■ **Sezione del documento**:
= = = =
Inevitabilmente, non tutte queste sculture sono capolavori, e in generale il livello qualitativo ha il suo apice nel Cinquecento, per poi scemare attraverso i secoli. Infatti, un adorabile busto in terracotta policromo e dorato di un fanciullo ridente (scheda n. 4 del catalogo) ha pochi rivali nella collezione. L’autore è Guido Mazzoni (ca 1445-1518), scultore modenese il cui domicilio tra 1495 e 1516 fu Parigi, ma che fu anche incaricato di eseguire un progetto per la tomba del re Enrico VII d’Inghilterra, monumento realizzato successivamente da Pietro Torrigiano. Tre schede dopo, arriviamo alla statuetta in bronzo di un «Satiro» dalla mano di Benvenuto Cellini. Questo pezzo fu riscoperto non molti anni fa, durante un controllo d’inventario a Buckingham Palace nel 2002, e immediatamente riconosciuto come un modello per uno dei due satiri che campeggiavano al posto delle colonne per sostenere la «Porte dorée» nel Castello di Fontainebleau. 

Ricerche d’archivio hanno rivelato che nel 1826 era nel deposito a Carlton House, un’altra residenza reale, in compagnia del suo gemello, che ora si trova al J. Paul Getty Museum a Los Angeles. Erano a Windsor Castle nel 1875, considerati di nessuna importanza, ma non si sa quando e come il «Satiro» Getty sia partito dalla collezione.
= = = =
■ **Dati da esaminare**:
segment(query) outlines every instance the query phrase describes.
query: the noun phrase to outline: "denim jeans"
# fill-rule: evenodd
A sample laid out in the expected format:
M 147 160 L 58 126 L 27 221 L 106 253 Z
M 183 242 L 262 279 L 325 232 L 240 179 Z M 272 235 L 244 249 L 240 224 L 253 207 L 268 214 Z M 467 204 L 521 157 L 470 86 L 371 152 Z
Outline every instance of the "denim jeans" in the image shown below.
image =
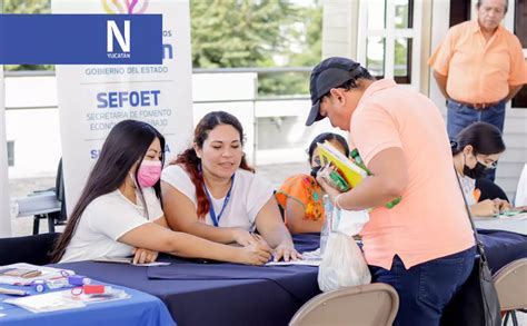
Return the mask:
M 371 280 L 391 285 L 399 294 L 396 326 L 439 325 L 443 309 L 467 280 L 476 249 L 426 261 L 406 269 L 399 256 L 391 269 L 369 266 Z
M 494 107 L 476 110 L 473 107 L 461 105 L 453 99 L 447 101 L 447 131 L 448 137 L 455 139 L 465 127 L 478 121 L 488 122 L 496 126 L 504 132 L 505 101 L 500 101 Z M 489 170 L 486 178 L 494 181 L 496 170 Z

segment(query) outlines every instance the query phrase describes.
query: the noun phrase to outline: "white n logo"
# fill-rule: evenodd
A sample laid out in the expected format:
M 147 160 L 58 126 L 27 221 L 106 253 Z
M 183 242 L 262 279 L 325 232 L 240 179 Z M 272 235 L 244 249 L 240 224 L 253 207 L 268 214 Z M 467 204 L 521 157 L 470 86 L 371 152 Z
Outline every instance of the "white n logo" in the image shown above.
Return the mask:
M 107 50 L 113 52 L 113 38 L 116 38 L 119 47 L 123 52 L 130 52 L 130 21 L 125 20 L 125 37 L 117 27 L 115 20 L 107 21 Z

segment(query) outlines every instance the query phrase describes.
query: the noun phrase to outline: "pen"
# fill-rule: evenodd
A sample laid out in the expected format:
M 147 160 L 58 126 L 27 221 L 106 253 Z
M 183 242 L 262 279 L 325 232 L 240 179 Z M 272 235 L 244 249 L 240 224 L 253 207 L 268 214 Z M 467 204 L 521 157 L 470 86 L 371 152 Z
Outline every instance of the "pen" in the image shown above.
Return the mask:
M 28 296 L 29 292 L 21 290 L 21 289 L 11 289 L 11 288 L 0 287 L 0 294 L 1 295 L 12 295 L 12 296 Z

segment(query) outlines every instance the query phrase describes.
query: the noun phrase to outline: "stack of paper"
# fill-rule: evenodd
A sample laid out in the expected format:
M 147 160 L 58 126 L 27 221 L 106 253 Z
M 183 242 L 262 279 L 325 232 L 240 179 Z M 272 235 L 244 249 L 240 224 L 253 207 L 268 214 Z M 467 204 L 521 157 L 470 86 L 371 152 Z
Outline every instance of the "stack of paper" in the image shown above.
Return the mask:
= = = =
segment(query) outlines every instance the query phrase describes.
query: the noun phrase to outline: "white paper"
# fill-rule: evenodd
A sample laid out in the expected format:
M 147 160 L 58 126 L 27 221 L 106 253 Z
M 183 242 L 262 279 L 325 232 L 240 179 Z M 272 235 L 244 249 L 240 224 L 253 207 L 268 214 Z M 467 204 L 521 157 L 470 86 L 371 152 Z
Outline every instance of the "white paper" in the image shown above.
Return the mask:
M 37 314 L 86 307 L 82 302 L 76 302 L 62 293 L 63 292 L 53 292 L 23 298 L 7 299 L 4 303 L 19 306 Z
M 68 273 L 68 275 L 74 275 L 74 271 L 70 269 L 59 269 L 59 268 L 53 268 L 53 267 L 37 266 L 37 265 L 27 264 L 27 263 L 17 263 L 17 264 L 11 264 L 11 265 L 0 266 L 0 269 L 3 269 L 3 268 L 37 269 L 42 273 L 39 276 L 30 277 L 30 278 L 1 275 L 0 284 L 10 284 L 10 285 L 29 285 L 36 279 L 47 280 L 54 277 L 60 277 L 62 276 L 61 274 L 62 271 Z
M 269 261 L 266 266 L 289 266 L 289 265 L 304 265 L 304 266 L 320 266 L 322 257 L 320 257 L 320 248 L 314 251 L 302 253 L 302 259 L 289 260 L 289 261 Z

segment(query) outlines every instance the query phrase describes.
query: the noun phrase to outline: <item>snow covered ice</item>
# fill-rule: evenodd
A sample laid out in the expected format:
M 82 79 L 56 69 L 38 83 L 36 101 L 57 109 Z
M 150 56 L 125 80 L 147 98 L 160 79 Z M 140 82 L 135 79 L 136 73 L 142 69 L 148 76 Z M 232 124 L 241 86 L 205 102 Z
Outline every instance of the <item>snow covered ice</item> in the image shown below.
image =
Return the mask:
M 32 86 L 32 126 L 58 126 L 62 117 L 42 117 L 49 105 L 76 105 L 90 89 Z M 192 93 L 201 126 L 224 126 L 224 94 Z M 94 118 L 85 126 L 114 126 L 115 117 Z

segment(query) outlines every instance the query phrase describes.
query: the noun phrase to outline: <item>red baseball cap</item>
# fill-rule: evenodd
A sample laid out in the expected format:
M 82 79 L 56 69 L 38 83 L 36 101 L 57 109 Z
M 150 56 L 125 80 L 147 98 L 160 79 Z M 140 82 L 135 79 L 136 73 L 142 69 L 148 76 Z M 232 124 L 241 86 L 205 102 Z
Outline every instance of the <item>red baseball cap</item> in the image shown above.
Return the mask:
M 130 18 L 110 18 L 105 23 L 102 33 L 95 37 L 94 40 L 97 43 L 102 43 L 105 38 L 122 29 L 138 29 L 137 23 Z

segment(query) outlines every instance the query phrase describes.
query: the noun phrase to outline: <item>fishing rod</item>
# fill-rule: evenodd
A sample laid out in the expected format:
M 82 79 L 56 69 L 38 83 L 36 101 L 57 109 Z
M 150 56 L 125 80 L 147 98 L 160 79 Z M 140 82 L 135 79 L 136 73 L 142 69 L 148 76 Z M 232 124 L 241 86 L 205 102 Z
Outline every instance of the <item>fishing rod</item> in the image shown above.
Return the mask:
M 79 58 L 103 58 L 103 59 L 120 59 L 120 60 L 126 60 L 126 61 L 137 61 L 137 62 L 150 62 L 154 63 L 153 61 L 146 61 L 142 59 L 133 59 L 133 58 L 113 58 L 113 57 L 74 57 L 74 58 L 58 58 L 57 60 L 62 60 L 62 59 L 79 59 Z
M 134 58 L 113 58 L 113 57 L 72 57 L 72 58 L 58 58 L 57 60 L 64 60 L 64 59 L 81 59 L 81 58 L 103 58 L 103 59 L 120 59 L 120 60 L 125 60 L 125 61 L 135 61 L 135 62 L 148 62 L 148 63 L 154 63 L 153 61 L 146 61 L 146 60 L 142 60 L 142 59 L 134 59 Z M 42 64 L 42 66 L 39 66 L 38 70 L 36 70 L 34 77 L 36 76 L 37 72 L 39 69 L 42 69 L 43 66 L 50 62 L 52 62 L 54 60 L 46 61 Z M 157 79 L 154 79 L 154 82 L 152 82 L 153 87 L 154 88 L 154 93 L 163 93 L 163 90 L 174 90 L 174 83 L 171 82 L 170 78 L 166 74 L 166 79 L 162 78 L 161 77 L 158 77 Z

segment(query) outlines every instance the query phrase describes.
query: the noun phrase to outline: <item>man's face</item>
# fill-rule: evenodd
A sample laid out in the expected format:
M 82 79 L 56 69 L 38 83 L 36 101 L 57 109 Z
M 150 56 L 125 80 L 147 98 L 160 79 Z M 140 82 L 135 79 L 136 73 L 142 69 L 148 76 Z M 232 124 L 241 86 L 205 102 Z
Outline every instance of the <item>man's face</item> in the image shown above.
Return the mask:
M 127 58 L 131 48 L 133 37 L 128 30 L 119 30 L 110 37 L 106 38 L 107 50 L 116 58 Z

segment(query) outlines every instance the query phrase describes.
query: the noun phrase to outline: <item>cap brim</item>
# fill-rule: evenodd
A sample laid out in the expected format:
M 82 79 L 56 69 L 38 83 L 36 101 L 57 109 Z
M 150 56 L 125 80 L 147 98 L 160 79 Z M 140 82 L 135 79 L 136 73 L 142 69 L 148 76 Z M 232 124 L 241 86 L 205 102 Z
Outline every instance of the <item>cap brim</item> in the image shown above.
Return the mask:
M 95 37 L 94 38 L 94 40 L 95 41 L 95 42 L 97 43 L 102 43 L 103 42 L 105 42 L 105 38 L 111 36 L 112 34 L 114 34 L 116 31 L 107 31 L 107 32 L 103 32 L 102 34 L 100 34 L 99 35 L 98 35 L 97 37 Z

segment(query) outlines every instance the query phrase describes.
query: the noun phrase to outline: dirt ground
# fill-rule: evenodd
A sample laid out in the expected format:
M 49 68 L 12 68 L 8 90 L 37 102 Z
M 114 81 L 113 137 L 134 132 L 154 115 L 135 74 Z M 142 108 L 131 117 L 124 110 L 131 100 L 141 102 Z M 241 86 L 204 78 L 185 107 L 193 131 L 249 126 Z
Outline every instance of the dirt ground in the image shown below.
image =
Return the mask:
= = = =
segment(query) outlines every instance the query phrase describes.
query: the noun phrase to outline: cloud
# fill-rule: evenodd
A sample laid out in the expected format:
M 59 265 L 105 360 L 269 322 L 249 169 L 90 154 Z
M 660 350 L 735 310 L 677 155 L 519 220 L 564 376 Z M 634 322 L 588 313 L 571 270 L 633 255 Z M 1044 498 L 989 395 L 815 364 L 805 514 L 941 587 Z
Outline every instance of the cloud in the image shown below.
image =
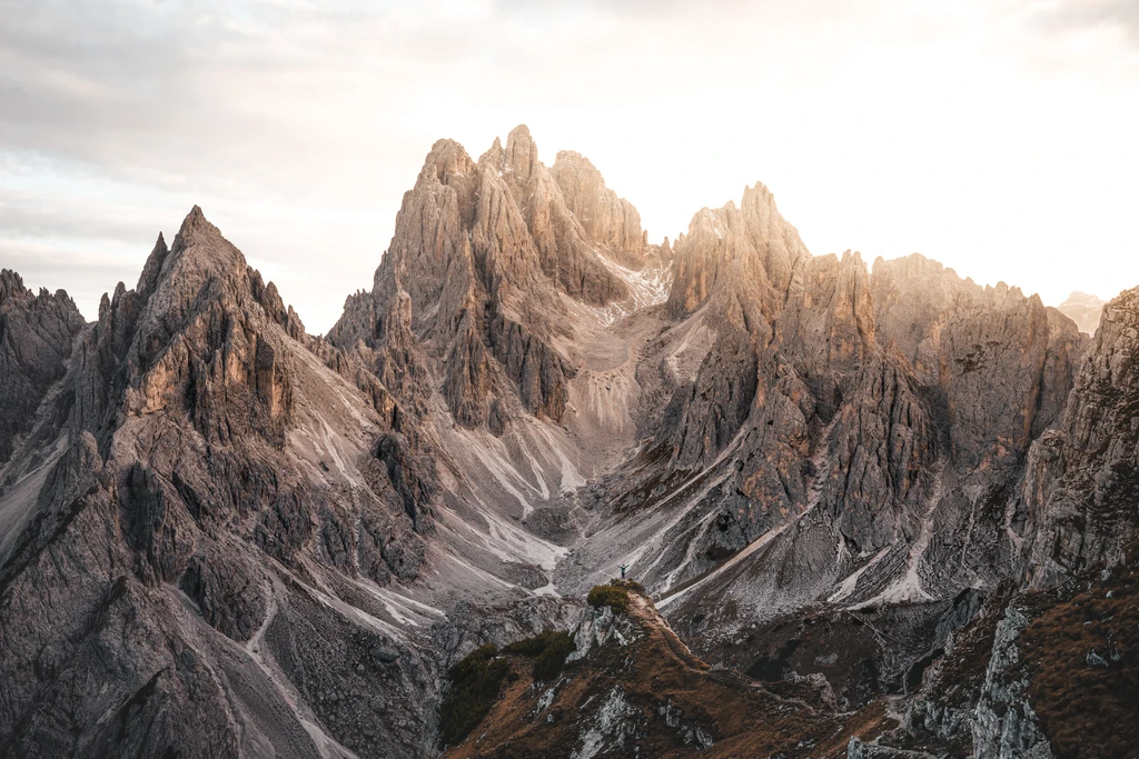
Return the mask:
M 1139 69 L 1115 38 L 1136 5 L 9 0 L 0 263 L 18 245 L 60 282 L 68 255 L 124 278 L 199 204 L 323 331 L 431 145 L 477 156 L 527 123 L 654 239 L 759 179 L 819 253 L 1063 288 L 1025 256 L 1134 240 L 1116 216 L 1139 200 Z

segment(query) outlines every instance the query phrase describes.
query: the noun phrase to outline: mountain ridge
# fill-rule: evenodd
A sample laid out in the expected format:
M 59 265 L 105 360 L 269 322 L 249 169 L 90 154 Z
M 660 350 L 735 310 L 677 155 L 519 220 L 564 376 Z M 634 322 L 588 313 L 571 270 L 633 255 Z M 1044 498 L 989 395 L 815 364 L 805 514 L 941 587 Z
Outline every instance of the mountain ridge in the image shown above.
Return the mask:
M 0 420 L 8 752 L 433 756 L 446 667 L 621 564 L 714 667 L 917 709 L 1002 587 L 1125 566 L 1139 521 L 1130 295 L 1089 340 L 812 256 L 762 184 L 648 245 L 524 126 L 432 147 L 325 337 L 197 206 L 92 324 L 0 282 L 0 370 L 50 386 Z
= = = =
Rispondi in base alla sezione del documento:
(a) In quale città ebbe il domicilio Guido Mazzoni tra il 1495 e il 1516?
(b) In quale anno fu riscoperto il «Satiro» di Benvenuto Cellini a Buckingham Palace?
(c) Dove si trova ora il gemello del «Satiro»?

(a) Parigi.
(b) Nel 2002.
(c) Al J. Paul Getty Museum a Los Angeles.